-- Aim of the exercise --
Convert the records below into a two-column CSV with the header text,answer. Give one row per record: the record's text goes in the first field and its answer in the second, each field quoted and with line breaks replaced by spaces.

-- Data rows --
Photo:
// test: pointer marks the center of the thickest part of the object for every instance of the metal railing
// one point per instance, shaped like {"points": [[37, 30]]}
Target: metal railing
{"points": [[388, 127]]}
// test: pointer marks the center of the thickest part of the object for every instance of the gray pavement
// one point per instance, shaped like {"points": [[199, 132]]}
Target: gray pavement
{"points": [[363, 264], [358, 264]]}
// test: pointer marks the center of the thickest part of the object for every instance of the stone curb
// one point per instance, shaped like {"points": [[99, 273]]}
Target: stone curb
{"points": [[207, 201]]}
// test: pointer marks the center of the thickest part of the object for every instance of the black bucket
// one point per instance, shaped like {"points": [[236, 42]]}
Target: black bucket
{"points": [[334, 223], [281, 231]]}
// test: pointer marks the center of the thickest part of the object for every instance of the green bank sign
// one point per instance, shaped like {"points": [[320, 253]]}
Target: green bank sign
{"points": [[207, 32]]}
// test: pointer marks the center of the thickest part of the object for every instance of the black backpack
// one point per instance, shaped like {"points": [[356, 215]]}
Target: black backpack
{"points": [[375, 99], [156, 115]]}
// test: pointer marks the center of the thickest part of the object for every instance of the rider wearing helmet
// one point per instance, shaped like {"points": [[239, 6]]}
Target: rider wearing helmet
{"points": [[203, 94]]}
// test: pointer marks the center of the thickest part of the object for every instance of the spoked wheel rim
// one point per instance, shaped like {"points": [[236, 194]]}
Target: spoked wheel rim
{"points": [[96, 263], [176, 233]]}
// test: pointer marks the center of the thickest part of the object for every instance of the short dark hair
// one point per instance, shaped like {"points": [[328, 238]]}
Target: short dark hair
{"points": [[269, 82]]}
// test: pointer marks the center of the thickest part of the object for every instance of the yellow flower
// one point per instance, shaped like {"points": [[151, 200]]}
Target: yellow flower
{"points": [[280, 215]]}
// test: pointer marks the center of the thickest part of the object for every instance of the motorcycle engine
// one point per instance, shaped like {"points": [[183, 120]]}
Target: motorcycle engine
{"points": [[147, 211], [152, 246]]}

-- Solution to the problem --
text,answer
"Photo: // test: pointer marks the center of the thickest part of the object for every instance of the metal railing // one point per instance, shaped like {""points"": [[37, 30]]} Target: metal railing","{""points"": [[388, 127]]}"
"// test: pointer marks the center of the thickest part of the object for every instance of the gray pavement // one point per instance, shaped like {""points"": [[199, 132]]} Target: gray pavement","{""points"": [[363, 264], [358, 264]]}"
"// test: pointer marks the center of the thickest part of the object for every instance of the stone curb // one point per instance, shaped like {""points"": [[99, 273]]} Target: stone curb","{""points"": [[207, 201]]}"
"// test: pointer marks the center of the thickest part of the object for every instance of the black bucket // one point per instance, shaped like {""points"": [[236, 42]]} Target: black bucket","{""points"": [[334, 223], [281, 231]]}"
"// test: pointer marks the center of the thickest part of the object for every instance of the green bank sign // one point per instance, shaped like {""points"": [[320, 253]]} Target: green bank sign","{""points"": [[207, 32]]}"
"// test: pointer marks the center of the thickest part of the object for every instance of the black backpack // one point per instance, shaped like {""points"": [[356, 215]]} Target: black backpack","{""points"": [[375, 99], [156, 115]]}"
"// test: pointer marks the center of the thickest part of the object for every instance of the rider wearing helmet // one point per instance, shaped like {""points"": [[239, 6]]} Target: rider wearing helmet","{""points"": [[203, 94]]}"
"// test: pointer marks the center of the thickest part of the object for every instance of the spoked wheel rim // one point per instance, shaped like {""points"": [[236, 194]]} Target: spoked wheel rim","{""points"": [[96, 263], [176, 233]]}"
"// test: pointer marks the center of the thickest part of the object for every instance of the short dark hair // one point per instance, shaped like {""points"": [[328, 238]]} Target: short dark hair","{""points"": [[269, 82]]}"
"// test: pointer marks the center of the thickest part of the object for every instance of the yellow flower // one point per instance, shaped like {""points"": [[151, 200]]} Target: yellow flower","{""points"": [[280, 215]]}"
"// test: pointer marks the center of the thickest part of the object for every instance of the motorcycle engine // one point per instance, shaped like {""points"": [[183, 120]]} Target: motorcycle engine","{""points"": [[147, 211], [152, 246]]}"